Records from a point labeling set:
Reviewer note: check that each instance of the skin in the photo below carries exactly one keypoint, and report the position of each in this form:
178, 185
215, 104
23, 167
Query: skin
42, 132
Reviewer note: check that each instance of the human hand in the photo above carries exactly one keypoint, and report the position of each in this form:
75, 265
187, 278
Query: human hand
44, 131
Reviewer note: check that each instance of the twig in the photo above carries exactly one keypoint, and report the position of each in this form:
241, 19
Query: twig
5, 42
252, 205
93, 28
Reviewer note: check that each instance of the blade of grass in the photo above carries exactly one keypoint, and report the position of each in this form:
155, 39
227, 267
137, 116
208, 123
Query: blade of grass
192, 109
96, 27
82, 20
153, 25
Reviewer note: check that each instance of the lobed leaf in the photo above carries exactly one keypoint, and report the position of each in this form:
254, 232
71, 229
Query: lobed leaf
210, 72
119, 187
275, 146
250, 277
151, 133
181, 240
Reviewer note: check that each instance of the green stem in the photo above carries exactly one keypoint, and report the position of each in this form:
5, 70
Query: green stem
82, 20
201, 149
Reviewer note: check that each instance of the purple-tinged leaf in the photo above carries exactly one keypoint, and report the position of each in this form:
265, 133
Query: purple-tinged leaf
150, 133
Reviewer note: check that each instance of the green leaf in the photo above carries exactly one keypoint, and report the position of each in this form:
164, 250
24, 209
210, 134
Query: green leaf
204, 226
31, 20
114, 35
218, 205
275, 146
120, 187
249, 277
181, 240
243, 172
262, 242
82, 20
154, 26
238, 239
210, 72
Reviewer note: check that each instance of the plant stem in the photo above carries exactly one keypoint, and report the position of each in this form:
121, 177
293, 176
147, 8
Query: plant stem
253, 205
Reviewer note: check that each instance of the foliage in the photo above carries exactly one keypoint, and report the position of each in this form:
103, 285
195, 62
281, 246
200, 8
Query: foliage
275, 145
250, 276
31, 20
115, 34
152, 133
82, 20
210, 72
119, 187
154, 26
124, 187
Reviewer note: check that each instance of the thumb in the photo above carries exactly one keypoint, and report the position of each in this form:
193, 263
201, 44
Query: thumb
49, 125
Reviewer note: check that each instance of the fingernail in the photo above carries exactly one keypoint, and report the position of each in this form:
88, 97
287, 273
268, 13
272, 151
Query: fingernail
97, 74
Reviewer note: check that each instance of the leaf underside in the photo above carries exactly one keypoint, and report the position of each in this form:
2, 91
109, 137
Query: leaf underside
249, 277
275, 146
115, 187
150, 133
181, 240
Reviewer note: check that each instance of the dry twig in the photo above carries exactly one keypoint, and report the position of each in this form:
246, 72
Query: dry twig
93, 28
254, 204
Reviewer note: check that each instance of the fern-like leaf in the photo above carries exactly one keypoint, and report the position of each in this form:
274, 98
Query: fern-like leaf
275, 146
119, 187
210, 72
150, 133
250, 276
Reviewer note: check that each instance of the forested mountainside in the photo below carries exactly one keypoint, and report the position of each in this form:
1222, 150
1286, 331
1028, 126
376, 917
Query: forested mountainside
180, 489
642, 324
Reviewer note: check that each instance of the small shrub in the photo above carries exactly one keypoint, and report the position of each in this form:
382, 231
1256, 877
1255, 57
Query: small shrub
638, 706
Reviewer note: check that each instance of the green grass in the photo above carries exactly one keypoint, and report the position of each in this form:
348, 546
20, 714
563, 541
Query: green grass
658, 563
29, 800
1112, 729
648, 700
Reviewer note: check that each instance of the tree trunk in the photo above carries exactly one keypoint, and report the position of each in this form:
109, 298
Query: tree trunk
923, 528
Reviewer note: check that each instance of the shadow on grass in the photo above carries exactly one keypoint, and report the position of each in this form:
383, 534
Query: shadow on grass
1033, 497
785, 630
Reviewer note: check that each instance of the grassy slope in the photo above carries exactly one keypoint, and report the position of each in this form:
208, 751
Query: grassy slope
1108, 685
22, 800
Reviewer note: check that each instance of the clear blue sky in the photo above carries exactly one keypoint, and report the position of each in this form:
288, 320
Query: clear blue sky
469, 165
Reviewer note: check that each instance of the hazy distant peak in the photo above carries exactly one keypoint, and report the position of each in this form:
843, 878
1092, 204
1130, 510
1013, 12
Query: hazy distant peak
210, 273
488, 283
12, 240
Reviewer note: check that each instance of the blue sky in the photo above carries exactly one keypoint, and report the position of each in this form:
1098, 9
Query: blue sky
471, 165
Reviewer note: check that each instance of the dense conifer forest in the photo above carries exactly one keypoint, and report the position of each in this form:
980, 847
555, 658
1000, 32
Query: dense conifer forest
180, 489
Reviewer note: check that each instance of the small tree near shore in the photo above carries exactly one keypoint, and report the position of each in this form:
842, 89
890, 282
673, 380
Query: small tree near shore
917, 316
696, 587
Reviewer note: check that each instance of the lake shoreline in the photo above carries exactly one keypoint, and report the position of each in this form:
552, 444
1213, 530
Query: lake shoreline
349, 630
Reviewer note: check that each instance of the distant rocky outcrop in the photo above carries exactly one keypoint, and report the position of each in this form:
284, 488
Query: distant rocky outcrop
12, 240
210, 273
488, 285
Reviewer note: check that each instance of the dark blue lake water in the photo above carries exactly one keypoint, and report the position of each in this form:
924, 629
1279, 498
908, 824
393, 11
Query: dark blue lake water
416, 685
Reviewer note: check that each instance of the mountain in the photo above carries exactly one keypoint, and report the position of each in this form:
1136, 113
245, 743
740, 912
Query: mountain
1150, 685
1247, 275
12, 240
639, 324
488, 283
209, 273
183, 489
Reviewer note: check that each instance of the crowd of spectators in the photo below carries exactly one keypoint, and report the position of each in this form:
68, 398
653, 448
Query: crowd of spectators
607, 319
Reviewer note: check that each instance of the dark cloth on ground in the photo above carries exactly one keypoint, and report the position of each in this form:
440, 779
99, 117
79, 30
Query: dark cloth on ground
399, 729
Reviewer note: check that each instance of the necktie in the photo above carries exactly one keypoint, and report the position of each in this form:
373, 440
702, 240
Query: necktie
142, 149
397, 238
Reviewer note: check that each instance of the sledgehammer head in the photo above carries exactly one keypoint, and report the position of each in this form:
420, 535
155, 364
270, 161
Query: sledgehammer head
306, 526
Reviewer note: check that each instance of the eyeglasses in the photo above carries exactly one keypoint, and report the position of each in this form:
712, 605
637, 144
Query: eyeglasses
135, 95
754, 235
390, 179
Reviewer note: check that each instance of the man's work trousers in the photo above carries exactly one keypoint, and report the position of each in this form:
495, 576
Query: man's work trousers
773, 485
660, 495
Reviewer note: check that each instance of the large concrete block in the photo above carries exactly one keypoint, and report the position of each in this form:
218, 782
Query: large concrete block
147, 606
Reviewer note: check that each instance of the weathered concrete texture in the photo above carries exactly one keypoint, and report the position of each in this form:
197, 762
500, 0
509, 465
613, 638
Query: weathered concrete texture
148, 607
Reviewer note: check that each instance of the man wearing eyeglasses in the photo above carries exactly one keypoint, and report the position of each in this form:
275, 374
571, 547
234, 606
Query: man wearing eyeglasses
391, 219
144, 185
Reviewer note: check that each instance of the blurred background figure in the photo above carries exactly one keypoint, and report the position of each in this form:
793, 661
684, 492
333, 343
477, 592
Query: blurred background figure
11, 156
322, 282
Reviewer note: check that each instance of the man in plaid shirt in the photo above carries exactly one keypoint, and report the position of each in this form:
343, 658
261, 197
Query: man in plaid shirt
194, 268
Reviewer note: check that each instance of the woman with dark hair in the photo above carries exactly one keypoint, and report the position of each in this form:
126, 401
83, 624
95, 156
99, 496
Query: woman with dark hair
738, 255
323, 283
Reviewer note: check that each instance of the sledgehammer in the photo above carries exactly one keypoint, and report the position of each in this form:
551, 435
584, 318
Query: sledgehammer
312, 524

## YOUR OBJECTIVE
Each line must be given again exactly as written above.

## SOLVED EXERCISE
Reviewer note: check that each instance of the skin in the photo below carries exactly one keypoint, and report the position of each in this form:
178, 185
215, 104
23, 167
Query: skin
42, 132
Reviewer note: check that each instance of the human hand in the photo above carries exactly one keypoint, and report the position of each in this form:
75, 265
187, 278
Query: human hand
44, 131
Reviewer note: check that each instance of the twig in the photo above carries exactly one keypoint, and report the position of each in this form:
241, 19
Query: twig
5, 42
252, 205
93, 28
Reviewer note: check that each instance of the blade of grass in the photo above carries exactly one keypoint, and report the position of each in this form:
155, 39
227, 267
137, 116
208, 123
Query: blade of grass
192, 109
96, 27
82, 20
153, 25
Reviewer note: check that each instance of the lobed leaf in the photo above carries exactly one keypoint, and report the position of each in this form:
254, 232
71, 229
Query: lobed leaf
210, 72
119, 187
275, 146
250, 277
151, 133
181, 240
Reviewer note: check that each instance of the green stem in the photo above carries exactly one keypoint, and report the position of each in this form:
5, 70
Query: green stem
82, 20
201, 149
Reviewer note: check that each instance of the purple-tinged leaf in the photo above carries exactly one keypoint, and report the position of each in this form:
265, 133
Query: purple-tinged leaf
150, 133
Reviewer note: check that each instance of the green leaf in the photo above carries exactly one keypoint, and report the position of each in this form:
164, 250
24, 209
210, 134
Query: green leaf
204, 226
31, 20
114, 35
218, 205
275, 146
120, 187
249, 277
181, 240
243, 172
262, 242
82, 20
154, 26
238, 239
210, 72
Reviewer note: check that each instance of the plant stem in the photo above carries exactly one keypoint, and report the position of each in this form:
121, 177
293, 176
147, 8
Query: plant stem
253, 205
Reviewer note: check that each instance of the foliage in the photo above carries exactly one keypoint, and report the position of each in this form:
103, 285
195, 62
281, 246
200, 8
Query: foliage
275, 145
250, 276
31, 20
115, 34
152, 133
82, 20
210, 72
119, 187
154, 26
124, 187
Reviewer note: check that each instance of the thumb in the photo above carries exactly one keypoint, and report the position of each in this form:
193, 263
201, 44
Query: thumb
49, 125
Reviewer note: check that each instance of the fingernail in the photo above carries exactly one keypoint, and report the position of each in this form:
88, 97
287, 273
268, 13
272, 151
Query: fingernail
97, 74
Reviewer note: check that each instance of the leaf underside in the photo above carries exactly one keypoint, and report the position of each in this form:
2, 91
109, 137
Query: leaf underside
249, 277
275, 146
115, 187
150, 133
181, 240
Reviewer note: check that each instance of the dry twig in the photo above carries exactly one keypoint, and report the position of each in this form:
246, 72
Query: dry twig
93, 28
254, 204
Reviewer note: check that each instance of the fern-like leaf in the photo above carries exactly one keypoint, and report the position of each in this form:
274, 98
Query: fern-like leaf
275, 146
119, 187
210, 72
150, 133
250, 276
Reviewer note: check that each instance of the forested mountainside in the photo below carries exactly one keypoint, and report the position of each in this form:
1222, 150
1286, 331
1028, 126
376, 917
Query: forested mountainside
180, 489
642, 324
Reviewer note: check that each instance of the small shrub in the photo above carries exactly one keypoint, and report the position of each in this form:
382, 231
1256, 877
1255, 57
Query: small shrub
638, 706
Reviewer note: check that each instance of the green grass in the photo above carries exactly one keypoint, and report the position of each in this form:
348, 546
20, 714
563, 541
Query: green grass
658, 563
29, 800
1112, 729
648, 700
Reviewer note: check that each instance of the tree trunk in the photo above carries exactly one keypoint, and report the position of each in this form:
109, 298
Query: tree trunk
923, 528
Reviewer note: check that each instance of the shadow on grass in the photo above carries exactly one keypoint, and report the position of each in this form:
383, 534
Query: shadow on grass
1033, 497
785, 630
Reviewer note: check that each instance of the grassy slope in the photo above carries exactly one keypoint, and report the position of each in this form:
208, 751
Query: grassy slope
1108, 685
22, 800
Reviewer note: check that each instance of the clear blue sky in the photo above carries exactly one keypoint, and report the position of each in this form:
288, 320
Query: clear blue sky
469, 165
Reviewer note: check that each instance of the hazy distant peak in the photo above carries exactly one keypoint, and report the position of each in this form:
843, 878
1092, 204
1130, 510
1013, 12
Query: hazy distant peak
210, 273
488, 283
12, 240
Reviewer note: check that each instance of the blue sky in the photo above carries exactly one keypoint, and report the position of each in this form:
1098, 9
Query: blue sky
471, 165
Reviewer note: check that each instance of the dense conifer forest in the photo above carries exactly one keypoint, and report the position of each in this form:
980, 847
555, 658
1000, 32
Query: dense conifer forest
180, 489
Reviewer note: check that each instance of the small tree near shore in the photo above carries exactly one keypoint, and report the position of each in this form:
842, 89
890, 282
673, 380
Query: small tree near shore
917, 316
696, 587
Reviewer note: check that each instance of the lake shoreline in the photo above carries exactly one keypoint, and report the position of each in this form:
552, 444
1213, 530
Query: lake shoreline
349, 630
Reviewer note: check that each instance of the distant rocky outcrop in the photo above carries exactly one keypoint, and report the position of each in this form:
284, 488
Query: distant rocky outcrop
12, 240
210, 273
488, 285
Reviewer note: check that each instance of the dark blue lake water in the photo above carries exactly one keypoint, and report the position of each in this form:
924, 629
1279, 498
908, 824
393, 11
Query: dark blue lake water
416, 685
Reviewer note: check that each instance of the mountain in the photo above carries exactly one keypoint, and report the position of each in this form:
1136, 113
245, 743
740, 912
Query: mountain
1150, 685
1247, 275
12, 240
639, 324
488, 283
209, 273
183, 489
Reviewer note: check that each instance of the crowd of spectators in the photo below carries exactly one keypoint, and report the position of each in this form:
68, 398
653, 448
Query: crowd of spectators
607, 319
Reviewer note: check that each instance of the dark cloth on ground in the photo above carries exactly one keypoint, and report the position of each in this form:
440, 779
99, 117
79, 30
Query: dark cloth on ground
399, 729
Reviewer note: check that each instance of the necktie in the photo above carries exactly one keypoint, and report the position of each in this form:
373, 440
702, 240
Query: necktie
142, 149
397, 238
Reviewer note: check that each instance of the sledgehammer head in the photo above carries exactly one keypoint, and report the position of each in this form:
420, 535
155, 364
270, 161
Query: sledgehammer head
306, 526
Reviewer note: check that each instance of the eyeglasses in the photo above carries exactly one keypoint, and report the position of each in this form:
712, 605
637, 144
Query: eyeglasses
135, 95
754, 235
390, 179
Reviewer note: check that each instance of the man's work trousers in the photo above carries exactly one keypoint, and report the position of each in this form:
495, 576
Query: man's work trousers
773, 485
660, 495
Reviewer note: check that each instance of the large concrete block in the photo above carries exactly one keypoint, and report the position of each in this form:
218, 782
Query: large concrete block
147, 606
Reviewer note: check that each instance of the weathered concrete texture in the photo above carries exactly one keypoint, and report the position of each in this form:
197, 762
500, 0
509, 465
613, 638
Query: weathered concrete texture
148, 607
Reviewer note: check that each instance of the man wearing eyeglasses in the photo above carries exactly one keypoint, and report the position of each in this form:
275, 374
571, 547
234, 606
Query: man wearing eyeglasses
391, 219
144, 185
Reviewer note: check that each instance of the blurred background figure in the photo above carries exactly one keypoint, and report the position of each in this form:
793, 661
684, 492
333, 343
477, 592
Query: blurred background figure
11, 156
322, 282
Reviewer note: check that each instance of the man in plaid shirt in the photo above carries exactly one keypoint, and report the position of each in this form:
343, 658
261, 197
Query: man in plaid shirt
194, 268
Reviewer note: check that each instance of the woman with dark hair in the photo above carries exactly one keypoint, and report the position of each in this form:
126, 401
83, 624
95, 156
99, 496
Query: woman with dark hair
738, 255
323, 283
Reviewer note: check that each instance of the sledgehammer in the photo above carries exactly one keypoint, and report the position of each in this form:
551, 435
584, 318
Query: sledgehammer
312, 524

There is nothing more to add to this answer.